Return the rows below without any change, beginning with the line that contains "Can you see the gray curtain?" and continuing through the line that contains "[[744, 71], [890, 234], [387, 83], [414, 104]]".

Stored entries
***
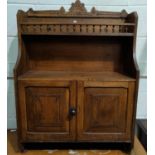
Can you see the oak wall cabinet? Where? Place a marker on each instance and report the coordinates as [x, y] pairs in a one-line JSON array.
[[76, 77]]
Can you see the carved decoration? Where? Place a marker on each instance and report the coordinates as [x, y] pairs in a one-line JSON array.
[[76, 28], [76, 9]]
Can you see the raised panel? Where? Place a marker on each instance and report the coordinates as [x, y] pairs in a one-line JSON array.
[[44, 110], [47, 109], [105, 110]]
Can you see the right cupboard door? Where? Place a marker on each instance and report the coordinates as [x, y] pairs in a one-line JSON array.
[[105, 111]]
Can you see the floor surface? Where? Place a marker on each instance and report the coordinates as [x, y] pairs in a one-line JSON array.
[[13, 149]]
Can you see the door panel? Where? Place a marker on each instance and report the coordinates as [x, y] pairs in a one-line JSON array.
[[45, 108], [103, 112]]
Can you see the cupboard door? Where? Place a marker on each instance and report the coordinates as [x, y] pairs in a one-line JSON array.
[[103, 113], [45, 108]]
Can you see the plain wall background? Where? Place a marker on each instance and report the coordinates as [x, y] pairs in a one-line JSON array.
[[106, 5]]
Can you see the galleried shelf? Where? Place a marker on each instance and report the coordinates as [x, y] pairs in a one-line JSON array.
[[76, 77]]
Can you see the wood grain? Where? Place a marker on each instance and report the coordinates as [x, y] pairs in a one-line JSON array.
[[76, 73]]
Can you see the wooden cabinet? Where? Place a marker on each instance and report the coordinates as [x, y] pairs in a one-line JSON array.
[[105, 111], [76, 77]]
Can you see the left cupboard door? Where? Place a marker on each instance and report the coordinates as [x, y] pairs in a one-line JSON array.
[[43, 110]]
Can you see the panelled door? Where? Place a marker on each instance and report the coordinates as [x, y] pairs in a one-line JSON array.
[[46, 110], [104, 111]]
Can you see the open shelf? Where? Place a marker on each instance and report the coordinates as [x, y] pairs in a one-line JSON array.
[[70, 75]]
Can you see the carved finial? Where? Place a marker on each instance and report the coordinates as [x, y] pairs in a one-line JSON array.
[[124, 13], [93, 11], [62, 10], [77, 8]]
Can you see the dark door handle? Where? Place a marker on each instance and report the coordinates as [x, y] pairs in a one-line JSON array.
[[72, 111]]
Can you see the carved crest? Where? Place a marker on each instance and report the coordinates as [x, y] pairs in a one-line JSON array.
[[77, 9]]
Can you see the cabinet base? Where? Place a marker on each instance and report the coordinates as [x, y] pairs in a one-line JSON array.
[[78, 146]]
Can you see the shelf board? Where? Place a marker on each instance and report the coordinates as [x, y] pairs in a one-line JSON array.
[[69, 75]]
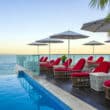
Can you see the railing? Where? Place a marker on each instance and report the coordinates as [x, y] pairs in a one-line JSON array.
[[30, 62]]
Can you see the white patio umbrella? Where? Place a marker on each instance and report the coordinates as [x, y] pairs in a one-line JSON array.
[[49, 41], [93, 43], [107, 41], [37, 44], [102, 25], [68, 35]]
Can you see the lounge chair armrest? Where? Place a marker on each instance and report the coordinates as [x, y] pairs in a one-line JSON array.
[[100, 74], [76, 71]]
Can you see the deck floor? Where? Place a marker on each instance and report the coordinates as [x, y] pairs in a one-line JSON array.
[[96, 99]]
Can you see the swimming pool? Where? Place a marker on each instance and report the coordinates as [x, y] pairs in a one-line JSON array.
[[23, 93]]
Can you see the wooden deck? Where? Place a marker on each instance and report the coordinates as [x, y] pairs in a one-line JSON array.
[[96, 99]]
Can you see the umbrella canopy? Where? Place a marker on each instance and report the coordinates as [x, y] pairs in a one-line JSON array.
[[102, 25], [49, 41], [68, 35], [37, 44], [107, 41], [93, 43]]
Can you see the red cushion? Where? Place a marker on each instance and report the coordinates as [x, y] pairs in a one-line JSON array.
[[61, 69], [100, 59], [81, 74], [80, 64], [107, 83], [67, 62], [90, 58], [103, 67]]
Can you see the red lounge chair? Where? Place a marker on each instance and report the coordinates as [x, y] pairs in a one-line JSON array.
[[100, 59], [45, 59], [82, 78], [62, 72], [50, 66], [90, 59], [41, 59], [67, 63], [43, 65], [107, 89]]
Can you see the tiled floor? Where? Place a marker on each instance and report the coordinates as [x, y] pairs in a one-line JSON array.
[[96, 99]]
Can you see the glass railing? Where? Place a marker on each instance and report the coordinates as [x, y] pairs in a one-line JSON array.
[[29, 62]]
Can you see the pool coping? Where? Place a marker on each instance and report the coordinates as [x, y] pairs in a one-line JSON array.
[[73, 102]]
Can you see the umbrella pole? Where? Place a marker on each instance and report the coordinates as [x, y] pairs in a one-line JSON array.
[[37, 50], [68, 47], [93, 49]]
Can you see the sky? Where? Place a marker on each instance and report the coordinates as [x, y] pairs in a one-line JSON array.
[[25, 21]]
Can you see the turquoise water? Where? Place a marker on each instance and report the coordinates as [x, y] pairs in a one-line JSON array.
[[76, 57], [23, 93], [17, 94]]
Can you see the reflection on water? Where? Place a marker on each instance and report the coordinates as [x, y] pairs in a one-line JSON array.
[[41, 100]]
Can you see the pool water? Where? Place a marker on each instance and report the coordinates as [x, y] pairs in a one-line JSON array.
[[16, 93]]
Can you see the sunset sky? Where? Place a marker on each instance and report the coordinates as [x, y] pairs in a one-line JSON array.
[[25, 21]]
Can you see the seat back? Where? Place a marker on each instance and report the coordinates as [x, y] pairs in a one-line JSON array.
[[51, 61], [41, 58], [44, 59], [100, 59], [67, 62], [79, 65], [103, 67], [57, 61], [90, 58]]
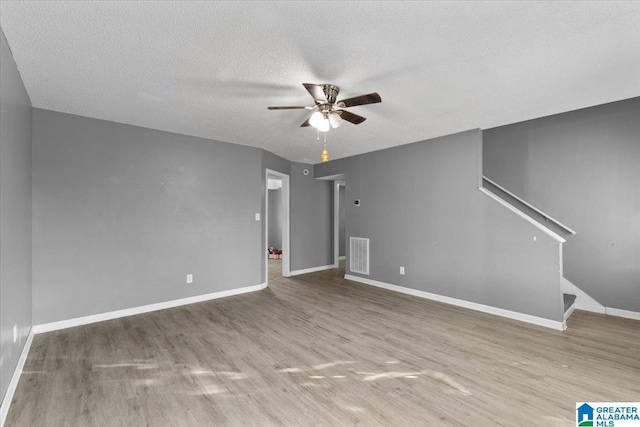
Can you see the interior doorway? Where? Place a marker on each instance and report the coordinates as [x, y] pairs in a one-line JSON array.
[[276, 221], [339, 217]]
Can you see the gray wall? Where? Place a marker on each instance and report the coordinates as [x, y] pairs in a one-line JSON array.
[[15, 214], [275, 218], [311, 219], [121, 214], [341, 220], [583, 168], [421, 208]]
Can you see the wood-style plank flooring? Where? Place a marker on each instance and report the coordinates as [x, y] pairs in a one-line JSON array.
[[316, 350]]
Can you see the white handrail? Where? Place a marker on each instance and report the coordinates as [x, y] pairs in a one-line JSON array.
[[523, 215], [548, 217]]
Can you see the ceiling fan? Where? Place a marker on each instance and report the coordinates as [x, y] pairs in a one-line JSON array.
[[331, 112]]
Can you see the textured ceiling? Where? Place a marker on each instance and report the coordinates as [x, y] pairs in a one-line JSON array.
[[210, 69]]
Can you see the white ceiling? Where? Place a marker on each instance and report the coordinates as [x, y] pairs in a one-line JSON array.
[[210, 69]]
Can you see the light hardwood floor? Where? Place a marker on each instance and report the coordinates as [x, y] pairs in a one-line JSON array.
[[316, 350]]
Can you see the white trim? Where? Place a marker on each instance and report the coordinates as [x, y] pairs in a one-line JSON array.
[[529, 205], [523, 215], [312, 270], [8, 397], [79, 321], [336, 222], [582, 298], [568, 313], [591, 308], [622, 313], [462, 303], [286, 225]]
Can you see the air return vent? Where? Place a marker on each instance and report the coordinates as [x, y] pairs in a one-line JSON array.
[[359, 255]]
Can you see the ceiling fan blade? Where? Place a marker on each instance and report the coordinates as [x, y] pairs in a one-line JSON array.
[[316, 92], [306, 123], [290, 107], [350, 117], [371, 98]]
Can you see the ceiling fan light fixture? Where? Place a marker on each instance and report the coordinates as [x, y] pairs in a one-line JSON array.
[[325, 155], [316, 119], [324, 125]]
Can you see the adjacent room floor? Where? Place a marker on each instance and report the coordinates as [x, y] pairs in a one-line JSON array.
[[319, 350]]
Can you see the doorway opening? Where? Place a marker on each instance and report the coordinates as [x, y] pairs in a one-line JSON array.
[[276, 225]]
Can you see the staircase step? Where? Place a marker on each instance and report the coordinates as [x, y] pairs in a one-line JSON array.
[[569, 299]]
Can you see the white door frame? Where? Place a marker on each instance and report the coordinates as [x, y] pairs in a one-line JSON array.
[[285, 223], [336, 221]]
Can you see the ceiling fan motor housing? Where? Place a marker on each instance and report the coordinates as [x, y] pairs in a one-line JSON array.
[[331, 92]]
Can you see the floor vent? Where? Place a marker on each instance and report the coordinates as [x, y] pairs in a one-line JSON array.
[[359, 255]]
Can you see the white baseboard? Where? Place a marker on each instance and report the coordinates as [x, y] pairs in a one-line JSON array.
[[557, 325], [622, 313], [311, 270], [592, 308], [79, 321], [8, 397]]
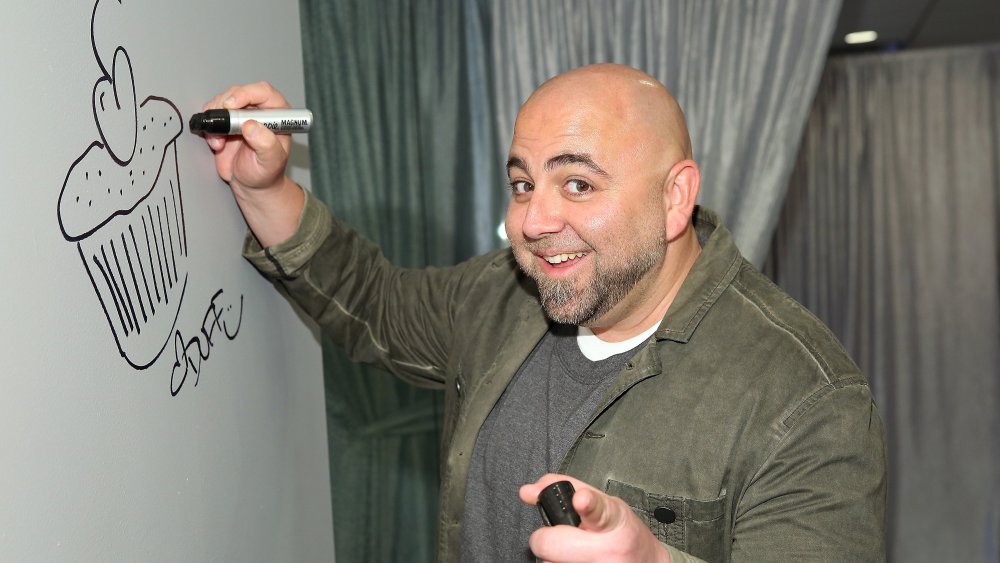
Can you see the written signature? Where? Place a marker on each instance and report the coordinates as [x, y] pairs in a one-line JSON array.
[[220, 320]]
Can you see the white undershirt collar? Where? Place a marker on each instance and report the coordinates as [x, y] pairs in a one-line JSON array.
[[596, 349]]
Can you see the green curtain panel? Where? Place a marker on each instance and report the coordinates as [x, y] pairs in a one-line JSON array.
[[414, 104], [890, 234]]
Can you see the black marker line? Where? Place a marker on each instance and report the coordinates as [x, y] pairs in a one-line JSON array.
[[152, 264], [166, 263], [182, 232], [120, 299], [142, 270], [111, 290], [135, 282], [131, 306], [159, 258], [170, 235]]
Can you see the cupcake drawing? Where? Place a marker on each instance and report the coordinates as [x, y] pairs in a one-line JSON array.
[[121, 205]]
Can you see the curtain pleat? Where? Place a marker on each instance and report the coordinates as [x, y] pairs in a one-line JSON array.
[[890, 234], [387, 82]]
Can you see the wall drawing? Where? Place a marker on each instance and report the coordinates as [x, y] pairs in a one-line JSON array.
[[121, 205]]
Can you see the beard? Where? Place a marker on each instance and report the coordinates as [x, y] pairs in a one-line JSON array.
[[578, 301]]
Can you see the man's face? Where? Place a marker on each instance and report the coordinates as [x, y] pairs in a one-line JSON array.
[[586, 216]]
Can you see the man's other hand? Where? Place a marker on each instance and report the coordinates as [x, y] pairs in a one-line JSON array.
[[609, 531]]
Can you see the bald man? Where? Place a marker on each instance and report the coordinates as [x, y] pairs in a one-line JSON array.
[[621, 343]]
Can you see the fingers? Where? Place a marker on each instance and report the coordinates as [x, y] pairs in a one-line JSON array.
[[269, 150], [257, 95], [598, 512]]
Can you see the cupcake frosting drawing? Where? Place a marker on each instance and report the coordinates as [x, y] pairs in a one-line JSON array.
[[121, 205]]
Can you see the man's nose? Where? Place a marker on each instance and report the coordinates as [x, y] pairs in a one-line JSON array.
[[544, 213]]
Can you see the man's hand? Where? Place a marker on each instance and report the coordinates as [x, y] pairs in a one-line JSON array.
[[253, 164], [609, 530]]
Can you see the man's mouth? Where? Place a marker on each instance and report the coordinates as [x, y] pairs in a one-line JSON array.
[[557, 259]]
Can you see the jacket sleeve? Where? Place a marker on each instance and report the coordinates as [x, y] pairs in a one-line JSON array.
[[398, 319], [821, 494]]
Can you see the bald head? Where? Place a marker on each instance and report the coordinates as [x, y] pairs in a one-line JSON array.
[[627, 102], [602, 184]]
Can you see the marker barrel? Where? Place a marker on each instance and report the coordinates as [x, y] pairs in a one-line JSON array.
[[230, 122]]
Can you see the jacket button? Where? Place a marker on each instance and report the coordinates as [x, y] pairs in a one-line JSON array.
[[664, 515]]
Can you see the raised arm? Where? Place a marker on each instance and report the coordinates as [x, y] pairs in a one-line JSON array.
[[253, 164]]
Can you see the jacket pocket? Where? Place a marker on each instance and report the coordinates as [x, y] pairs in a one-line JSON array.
[[694, 526]]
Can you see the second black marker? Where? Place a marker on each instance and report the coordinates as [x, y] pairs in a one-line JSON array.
[[230, 121]]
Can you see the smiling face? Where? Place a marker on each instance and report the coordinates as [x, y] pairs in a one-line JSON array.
[[588, 169]]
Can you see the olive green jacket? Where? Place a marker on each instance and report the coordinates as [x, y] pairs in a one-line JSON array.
[[742, 419]]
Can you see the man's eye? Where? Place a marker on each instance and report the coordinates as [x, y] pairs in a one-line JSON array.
[[578, 187], [520, 187]]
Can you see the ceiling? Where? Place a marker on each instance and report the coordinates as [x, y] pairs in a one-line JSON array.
[[910, 24]]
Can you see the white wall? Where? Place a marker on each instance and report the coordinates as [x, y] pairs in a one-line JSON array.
[[106, 451]]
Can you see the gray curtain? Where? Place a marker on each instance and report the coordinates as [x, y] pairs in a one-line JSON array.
[[744, 71], [890, 234], [387, 83], [414, 104]]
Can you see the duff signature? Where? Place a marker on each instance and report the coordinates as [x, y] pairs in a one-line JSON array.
[[189, 354]]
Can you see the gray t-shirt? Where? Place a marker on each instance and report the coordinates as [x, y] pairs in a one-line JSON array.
[[529, 431]]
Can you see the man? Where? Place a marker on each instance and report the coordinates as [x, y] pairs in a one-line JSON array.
[[698, 411]]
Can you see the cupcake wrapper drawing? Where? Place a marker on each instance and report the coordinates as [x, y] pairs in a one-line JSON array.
[[121, 205]]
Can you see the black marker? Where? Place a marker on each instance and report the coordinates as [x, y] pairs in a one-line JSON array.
[[230, 121], [555, 503]]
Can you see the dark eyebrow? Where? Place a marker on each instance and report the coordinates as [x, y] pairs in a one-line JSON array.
[[516, 162], [559, 160], [575, 158]]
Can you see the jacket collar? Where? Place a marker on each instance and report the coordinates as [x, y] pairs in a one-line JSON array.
[[711, 274]]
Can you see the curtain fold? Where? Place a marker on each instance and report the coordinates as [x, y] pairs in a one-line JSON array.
[[890, 234], [388, 83], [744, 71], [414, 103]]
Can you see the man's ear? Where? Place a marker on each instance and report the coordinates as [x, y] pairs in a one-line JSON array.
[[679, 194]]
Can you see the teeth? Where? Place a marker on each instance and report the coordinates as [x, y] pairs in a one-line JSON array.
[[560, 258]]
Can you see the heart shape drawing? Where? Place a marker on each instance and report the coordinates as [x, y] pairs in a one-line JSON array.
***
**SOLUTION TO THIS EXERCISE**
Can you see the gray curtain? Where? Place a marker on each instance and report the coordinates as [x, y] pairs in a one-line JSON array.
[[744, 71], [890, 234], [387, 83], [414, 104]]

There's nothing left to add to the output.